═════ DATA PROVIDED ═════
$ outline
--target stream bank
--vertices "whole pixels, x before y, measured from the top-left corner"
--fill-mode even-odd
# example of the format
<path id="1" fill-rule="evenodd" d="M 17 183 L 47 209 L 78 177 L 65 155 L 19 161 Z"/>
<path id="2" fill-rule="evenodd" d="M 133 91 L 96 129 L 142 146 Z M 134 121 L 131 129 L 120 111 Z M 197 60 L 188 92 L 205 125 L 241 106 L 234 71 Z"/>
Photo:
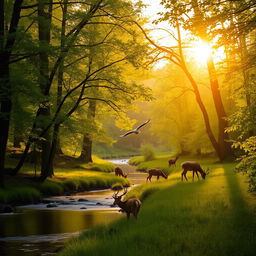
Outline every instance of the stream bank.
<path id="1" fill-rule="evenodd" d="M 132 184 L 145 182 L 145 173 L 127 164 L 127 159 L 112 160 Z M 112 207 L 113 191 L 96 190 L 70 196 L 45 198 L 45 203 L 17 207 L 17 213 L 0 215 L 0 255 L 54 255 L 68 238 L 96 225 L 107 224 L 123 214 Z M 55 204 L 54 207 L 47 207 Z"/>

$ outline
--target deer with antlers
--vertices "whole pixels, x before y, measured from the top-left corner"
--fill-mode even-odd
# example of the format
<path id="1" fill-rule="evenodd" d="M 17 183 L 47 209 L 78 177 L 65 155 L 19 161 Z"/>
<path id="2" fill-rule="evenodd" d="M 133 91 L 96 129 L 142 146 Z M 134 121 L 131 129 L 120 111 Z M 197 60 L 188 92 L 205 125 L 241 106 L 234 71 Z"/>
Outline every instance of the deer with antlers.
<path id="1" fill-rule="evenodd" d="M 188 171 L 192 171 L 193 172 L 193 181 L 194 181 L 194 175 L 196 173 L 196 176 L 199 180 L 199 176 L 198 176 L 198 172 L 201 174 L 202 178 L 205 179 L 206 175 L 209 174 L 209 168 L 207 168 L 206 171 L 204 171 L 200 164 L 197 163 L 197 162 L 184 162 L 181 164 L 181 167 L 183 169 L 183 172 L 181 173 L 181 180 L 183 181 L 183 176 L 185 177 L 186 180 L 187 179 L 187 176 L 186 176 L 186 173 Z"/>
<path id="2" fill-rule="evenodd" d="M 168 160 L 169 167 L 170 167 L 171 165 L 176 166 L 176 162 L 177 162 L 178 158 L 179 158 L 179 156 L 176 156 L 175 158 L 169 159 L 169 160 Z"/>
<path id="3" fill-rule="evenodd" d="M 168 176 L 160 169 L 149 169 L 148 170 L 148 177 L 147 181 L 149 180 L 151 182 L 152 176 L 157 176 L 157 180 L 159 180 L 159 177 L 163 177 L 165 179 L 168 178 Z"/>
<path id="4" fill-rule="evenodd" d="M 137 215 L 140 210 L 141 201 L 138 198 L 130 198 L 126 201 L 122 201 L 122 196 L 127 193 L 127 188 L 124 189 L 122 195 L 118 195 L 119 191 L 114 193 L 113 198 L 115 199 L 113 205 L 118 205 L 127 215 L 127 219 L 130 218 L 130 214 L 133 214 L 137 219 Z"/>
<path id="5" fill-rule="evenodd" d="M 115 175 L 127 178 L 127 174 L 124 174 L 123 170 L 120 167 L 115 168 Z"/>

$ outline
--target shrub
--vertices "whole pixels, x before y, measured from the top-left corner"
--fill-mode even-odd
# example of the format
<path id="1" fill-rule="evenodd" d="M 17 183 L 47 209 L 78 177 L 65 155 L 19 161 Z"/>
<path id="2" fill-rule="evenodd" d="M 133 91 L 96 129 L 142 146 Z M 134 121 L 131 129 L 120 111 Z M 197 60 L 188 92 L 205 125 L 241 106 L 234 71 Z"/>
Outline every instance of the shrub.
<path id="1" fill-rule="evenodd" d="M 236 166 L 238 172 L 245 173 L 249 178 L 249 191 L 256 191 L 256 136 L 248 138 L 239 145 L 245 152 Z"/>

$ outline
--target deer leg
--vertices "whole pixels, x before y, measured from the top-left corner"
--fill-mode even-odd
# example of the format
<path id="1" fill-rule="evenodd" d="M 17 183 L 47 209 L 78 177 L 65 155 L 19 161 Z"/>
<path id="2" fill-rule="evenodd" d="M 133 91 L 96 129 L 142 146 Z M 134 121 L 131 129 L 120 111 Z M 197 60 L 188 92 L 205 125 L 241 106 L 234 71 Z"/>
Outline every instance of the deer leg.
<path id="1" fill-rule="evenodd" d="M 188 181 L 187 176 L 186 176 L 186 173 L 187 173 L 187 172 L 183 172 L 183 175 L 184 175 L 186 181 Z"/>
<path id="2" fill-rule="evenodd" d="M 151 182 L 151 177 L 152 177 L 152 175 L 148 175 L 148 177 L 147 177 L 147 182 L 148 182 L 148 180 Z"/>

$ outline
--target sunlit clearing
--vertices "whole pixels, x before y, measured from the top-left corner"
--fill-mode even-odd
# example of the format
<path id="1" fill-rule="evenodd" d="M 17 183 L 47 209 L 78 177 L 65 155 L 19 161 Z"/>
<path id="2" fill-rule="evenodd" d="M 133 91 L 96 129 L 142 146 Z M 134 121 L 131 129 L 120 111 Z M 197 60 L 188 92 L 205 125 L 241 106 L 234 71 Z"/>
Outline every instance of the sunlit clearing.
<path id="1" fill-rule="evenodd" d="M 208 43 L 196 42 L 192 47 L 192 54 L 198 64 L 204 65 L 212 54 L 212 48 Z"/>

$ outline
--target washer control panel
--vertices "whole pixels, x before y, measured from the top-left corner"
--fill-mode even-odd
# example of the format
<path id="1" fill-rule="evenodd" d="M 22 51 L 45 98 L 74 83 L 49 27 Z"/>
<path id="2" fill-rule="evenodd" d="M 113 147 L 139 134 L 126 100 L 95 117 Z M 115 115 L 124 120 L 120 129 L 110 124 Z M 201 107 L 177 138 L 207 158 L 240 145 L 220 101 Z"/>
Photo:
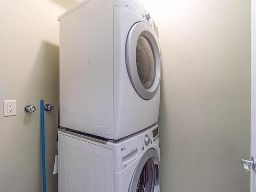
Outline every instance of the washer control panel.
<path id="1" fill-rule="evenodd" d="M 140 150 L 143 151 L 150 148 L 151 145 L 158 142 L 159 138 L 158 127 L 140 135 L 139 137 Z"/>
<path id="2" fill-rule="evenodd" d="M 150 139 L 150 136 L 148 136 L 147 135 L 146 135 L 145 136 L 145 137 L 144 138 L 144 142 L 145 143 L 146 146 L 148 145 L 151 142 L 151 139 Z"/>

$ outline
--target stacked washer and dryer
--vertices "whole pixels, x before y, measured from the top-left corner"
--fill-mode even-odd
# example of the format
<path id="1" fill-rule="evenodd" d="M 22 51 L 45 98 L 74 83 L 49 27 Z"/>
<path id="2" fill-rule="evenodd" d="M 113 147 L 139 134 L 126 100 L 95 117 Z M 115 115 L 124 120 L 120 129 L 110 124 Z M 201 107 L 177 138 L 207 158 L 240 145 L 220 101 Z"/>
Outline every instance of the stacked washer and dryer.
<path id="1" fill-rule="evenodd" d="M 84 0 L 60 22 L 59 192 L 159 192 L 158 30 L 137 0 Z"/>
═════
═════ DATA PROVIDED ═════
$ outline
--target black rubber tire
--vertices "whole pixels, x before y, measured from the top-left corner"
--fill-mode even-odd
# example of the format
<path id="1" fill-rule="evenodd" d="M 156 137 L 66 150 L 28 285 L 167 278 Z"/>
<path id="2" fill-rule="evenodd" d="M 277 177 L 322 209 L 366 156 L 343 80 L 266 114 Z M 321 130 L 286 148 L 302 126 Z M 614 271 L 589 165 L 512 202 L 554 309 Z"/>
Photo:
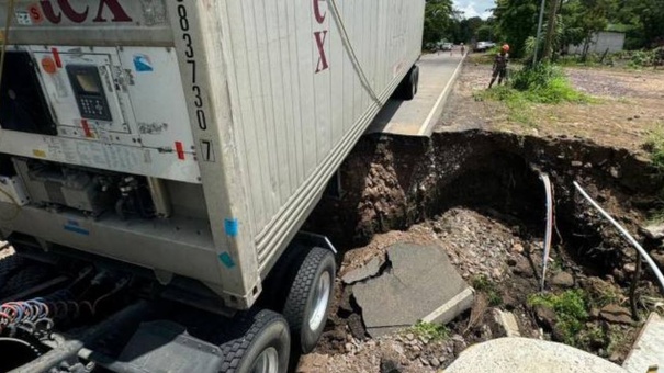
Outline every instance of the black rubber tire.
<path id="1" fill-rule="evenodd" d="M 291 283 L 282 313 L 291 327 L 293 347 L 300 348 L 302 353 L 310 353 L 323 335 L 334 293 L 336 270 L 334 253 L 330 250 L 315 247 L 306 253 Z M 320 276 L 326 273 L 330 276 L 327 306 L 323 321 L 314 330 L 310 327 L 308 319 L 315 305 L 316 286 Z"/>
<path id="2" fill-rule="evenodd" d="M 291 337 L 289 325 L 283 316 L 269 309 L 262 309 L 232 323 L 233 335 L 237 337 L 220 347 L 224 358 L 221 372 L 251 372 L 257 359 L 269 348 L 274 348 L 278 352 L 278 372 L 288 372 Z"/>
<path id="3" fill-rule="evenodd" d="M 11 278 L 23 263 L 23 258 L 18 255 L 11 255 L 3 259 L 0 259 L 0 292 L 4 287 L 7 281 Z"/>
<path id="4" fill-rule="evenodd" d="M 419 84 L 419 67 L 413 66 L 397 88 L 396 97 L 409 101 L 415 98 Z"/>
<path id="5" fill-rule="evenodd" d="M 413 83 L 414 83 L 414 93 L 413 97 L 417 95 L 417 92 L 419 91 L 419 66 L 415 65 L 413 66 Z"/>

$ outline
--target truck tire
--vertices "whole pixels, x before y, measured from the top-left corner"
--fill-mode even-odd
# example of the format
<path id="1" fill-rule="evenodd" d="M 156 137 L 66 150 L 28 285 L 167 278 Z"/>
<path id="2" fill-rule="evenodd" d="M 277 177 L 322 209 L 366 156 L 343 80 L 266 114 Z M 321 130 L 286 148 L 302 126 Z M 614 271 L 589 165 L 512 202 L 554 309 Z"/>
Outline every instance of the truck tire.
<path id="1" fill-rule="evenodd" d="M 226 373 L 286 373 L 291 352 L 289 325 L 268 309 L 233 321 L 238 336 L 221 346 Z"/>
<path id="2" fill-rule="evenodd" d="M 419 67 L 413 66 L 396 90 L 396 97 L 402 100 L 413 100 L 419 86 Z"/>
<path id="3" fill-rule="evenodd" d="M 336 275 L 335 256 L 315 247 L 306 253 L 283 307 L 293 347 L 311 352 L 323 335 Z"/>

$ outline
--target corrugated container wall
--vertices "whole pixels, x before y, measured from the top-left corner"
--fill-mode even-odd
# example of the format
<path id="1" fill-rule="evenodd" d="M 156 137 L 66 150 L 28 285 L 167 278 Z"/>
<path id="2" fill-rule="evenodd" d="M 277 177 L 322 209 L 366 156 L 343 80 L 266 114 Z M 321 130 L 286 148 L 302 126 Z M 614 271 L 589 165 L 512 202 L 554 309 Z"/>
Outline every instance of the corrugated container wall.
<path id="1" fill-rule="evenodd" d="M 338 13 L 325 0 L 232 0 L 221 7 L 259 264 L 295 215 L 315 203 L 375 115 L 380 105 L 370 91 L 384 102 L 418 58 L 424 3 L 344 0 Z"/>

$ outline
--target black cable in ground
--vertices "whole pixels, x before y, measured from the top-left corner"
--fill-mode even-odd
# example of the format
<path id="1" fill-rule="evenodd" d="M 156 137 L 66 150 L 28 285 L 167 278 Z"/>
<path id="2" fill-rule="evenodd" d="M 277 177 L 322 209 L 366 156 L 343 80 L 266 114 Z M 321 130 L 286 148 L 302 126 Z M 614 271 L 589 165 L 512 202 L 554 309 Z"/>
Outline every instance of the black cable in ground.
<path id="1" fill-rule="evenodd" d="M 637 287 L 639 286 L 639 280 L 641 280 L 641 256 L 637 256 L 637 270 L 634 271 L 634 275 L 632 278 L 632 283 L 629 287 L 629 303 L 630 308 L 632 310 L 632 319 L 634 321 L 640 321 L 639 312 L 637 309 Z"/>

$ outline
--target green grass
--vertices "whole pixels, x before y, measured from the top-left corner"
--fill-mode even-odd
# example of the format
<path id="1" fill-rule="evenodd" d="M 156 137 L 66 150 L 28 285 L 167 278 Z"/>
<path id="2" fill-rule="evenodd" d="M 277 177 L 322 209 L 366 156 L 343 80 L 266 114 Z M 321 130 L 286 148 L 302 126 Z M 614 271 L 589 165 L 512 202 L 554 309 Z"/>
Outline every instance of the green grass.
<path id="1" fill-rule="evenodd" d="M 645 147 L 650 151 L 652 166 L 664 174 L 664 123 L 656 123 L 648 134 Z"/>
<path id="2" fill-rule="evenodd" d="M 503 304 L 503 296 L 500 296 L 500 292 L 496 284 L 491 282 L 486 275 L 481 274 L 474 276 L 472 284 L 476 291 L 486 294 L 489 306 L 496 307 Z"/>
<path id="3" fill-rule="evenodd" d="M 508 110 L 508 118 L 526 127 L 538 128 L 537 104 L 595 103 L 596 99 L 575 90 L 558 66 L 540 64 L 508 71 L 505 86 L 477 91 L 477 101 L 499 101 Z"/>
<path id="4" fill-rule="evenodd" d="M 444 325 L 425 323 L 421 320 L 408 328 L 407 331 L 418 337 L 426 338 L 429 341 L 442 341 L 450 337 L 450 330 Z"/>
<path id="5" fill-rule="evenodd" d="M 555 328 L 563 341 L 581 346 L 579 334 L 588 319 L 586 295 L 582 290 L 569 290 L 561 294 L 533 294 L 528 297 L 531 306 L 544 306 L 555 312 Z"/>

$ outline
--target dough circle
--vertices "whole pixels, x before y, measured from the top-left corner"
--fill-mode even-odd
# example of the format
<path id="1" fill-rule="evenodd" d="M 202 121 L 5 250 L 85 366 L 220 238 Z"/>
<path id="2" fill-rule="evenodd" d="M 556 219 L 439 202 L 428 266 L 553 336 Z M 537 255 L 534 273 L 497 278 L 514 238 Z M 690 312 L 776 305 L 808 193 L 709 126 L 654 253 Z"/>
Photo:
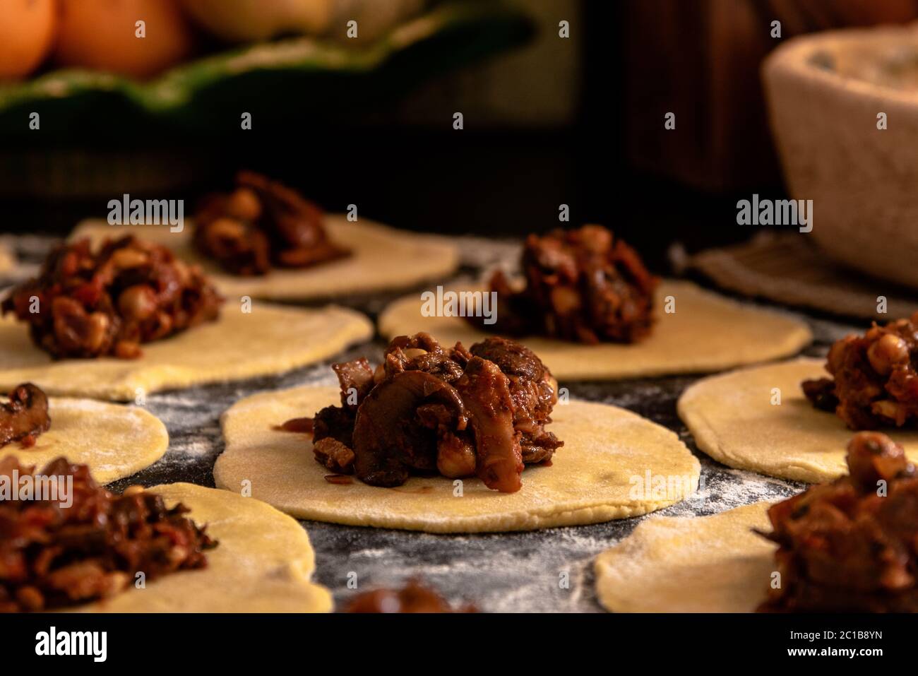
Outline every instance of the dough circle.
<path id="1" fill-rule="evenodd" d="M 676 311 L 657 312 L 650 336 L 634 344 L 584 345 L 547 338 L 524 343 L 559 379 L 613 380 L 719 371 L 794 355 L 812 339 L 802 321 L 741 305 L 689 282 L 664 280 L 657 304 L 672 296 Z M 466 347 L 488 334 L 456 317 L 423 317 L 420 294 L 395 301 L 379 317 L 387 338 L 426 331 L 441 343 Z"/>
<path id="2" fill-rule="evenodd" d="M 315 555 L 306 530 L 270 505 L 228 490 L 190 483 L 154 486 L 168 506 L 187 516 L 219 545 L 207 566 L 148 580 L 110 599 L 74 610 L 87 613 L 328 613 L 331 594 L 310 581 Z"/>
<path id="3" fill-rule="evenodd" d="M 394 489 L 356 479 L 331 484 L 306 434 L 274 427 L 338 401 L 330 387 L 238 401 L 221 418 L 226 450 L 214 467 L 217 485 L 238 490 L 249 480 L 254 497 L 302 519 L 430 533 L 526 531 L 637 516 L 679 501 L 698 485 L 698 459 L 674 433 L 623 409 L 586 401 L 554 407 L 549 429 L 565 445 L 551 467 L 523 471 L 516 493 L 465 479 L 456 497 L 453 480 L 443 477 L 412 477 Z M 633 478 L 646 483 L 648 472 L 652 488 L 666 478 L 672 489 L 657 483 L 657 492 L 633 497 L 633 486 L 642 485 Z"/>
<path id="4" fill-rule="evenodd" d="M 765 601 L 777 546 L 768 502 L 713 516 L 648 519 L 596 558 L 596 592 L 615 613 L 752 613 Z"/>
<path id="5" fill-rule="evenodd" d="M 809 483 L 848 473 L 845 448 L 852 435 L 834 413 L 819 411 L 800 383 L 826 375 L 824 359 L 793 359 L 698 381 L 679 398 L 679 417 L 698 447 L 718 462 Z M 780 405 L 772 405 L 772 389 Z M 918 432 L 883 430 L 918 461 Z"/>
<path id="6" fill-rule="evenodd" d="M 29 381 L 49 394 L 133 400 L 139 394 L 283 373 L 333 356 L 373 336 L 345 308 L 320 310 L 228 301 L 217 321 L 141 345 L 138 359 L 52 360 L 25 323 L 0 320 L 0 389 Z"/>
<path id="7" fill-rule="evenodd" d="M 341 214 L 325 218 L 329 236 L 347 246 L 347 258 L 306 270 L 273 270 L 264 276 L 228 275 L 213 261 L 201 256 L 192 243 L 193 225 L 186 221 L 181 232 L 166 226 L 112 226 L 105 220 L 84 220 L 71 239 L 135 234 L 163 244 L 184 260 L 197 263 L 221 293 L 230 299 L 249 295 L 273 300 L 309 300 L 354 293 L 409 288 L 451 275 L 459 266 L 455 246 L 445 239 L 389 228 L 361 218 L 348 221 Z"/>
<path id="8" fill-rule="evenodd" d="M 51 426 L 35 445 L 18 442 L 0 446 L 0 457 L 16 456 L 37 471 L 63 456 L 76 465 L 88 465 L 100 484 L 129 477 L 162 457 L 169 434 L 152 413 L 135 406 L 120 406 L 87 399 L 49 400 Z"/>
═════
═════ DATA PROVIDED ═════
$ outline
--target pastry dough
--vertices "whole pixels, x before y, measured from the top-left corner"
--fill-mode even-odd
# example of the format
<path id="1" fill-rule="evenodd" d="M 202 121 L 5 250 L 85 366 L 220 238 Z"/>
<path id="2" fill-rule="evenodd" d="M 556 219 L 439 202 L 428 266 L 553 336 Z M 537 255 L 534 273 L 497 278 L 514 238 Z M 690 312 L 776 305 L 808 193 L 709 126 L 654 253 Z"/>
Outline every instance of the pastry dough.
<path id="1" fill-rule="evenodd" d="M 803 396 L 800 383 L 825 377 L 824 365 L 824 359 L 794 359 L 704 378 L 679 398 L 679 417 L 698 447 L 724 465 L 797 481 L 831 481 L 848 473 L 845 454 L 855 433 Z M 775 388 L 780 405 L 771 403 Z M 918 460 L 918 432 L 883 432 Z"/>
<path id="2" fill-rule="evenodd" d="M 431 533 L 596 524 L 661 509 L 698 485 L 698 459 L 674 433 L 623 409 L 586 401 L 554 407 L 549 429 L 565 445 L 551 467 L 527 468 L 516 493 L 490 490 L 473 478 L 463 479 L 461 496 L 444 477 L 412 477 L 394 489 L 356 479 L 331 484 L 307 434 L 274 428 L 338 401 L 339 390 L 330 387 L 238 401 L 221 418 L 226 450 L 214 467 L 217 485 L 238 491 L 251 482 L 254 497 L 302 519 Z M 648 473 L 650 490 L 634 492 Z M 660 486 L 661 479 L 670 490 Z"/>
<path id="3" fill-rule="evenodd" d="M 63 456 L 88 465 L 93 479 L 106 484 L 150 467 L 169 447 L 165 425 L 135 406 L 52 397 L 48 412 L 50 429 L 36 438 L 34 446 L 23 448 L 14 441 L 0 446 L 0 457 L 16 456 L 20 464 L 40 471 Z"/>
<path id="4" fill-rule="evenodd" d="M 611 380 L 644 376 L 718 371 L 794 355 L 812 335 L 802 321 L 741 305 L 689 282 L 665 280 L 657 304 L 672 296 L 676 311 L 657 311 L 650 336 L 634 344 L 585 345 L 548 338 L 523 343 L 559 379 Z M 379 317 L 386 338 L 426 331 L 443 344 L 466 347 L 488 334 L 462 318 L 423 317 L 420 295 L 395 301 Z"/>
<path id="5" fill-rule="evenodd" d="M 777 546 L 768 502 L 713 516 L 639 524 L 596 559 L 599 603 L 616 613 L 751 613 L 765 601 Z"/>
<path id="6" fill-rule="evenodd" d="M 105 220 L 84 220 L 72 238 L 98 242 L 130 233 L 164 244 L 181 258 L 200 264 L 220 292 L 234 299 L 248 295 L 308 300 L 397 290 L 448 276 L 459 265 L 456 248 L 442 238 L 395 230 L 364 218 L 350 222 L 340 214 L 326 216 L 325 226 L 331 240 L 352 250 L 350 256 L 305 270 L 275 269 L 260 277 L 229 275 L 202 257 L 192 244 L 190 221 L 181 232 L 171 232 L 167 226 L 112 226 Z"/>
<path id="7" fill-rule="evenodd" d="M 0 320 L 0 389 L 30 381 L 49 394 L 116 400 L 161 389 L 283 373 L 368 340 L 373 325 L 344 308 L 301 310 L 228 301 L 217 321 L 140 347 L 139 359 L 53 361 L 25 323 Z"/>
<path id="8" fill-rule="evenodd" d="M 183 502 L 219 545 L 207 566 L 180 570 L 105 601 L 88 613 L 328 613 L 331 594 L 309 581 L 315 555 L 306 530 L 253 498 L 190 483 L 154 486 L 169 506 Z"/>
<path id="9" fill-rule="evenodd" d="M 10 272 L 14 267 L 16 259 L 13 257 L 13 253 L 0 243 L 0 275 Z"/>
═════
## WHAT YOU NEED TO DO
Extract every line of the entries above that contains the string "dryer", matching case exactly.

## EXERCISE SOLUTION
--target stacked washer and dryer
Outline every instance of the stacked washer and dryer.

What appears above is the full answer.